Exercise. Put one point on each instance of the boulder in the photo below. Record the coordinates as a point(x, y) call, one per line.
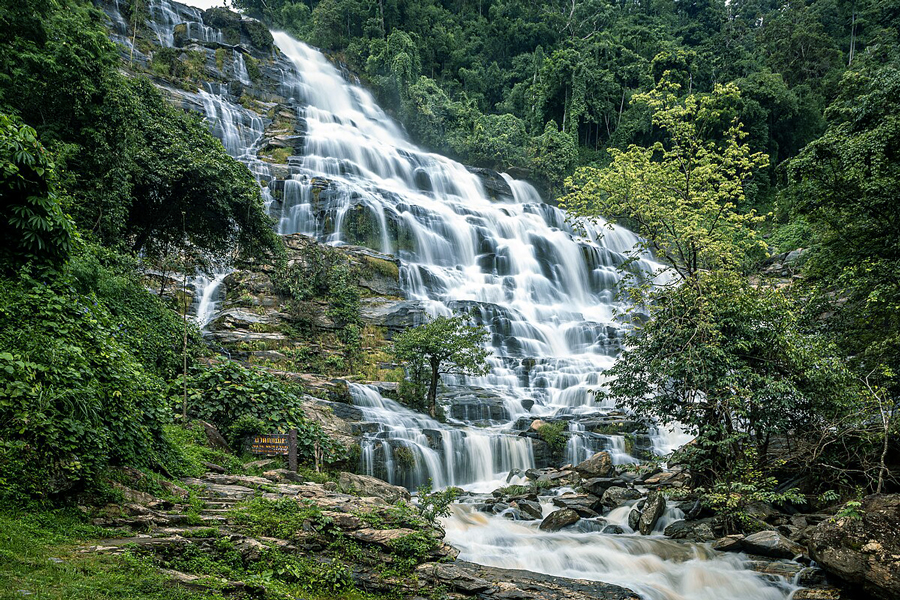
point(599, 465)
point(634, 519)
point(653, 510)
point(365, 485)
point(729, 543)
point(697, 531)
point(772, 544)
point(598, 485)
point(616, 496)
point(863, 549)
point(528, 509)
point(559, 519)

* * *

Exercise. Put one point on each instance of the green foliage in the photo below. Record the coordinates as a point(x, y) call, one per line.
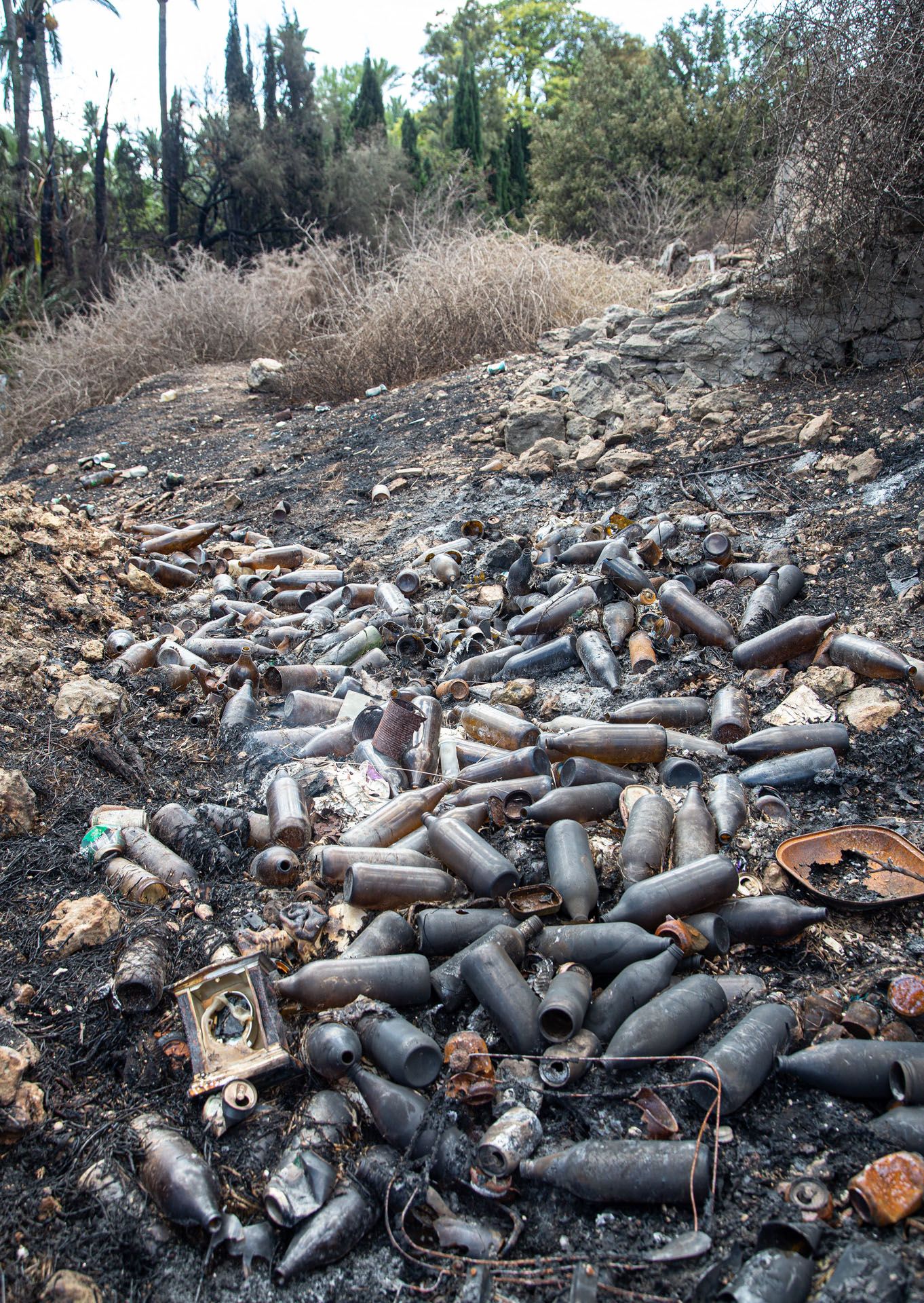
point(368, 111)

* * *

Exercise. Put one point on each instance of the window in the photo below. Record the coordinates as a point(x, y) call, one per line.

* Given problem:
Can you arrange the data above, from the line with "Exercise. Put one point on each instance of the boulder" up to and including the line with "point(559, 519)", as a JSON list of strings with one string per line, skipping blank lines and leaving the pictures out?

* Worked solution:
[
  "Exercise. Put one point on each instance of the boulder in the photo below. Record the coordinates as a point(x, y) call, one per line.",
  "point(599, 465)",
  "point(634, 519)",
  "point(653, 510)",
  "point(365, 485)",
  "point(729, 543)",
  "point(697, 531)",
  "point(772, 544)",
  "point(598, 485)",
  "point(616, 496)",
  "point(863, 549)",
  "point(528, 509)",
  "point(559, 519)"
]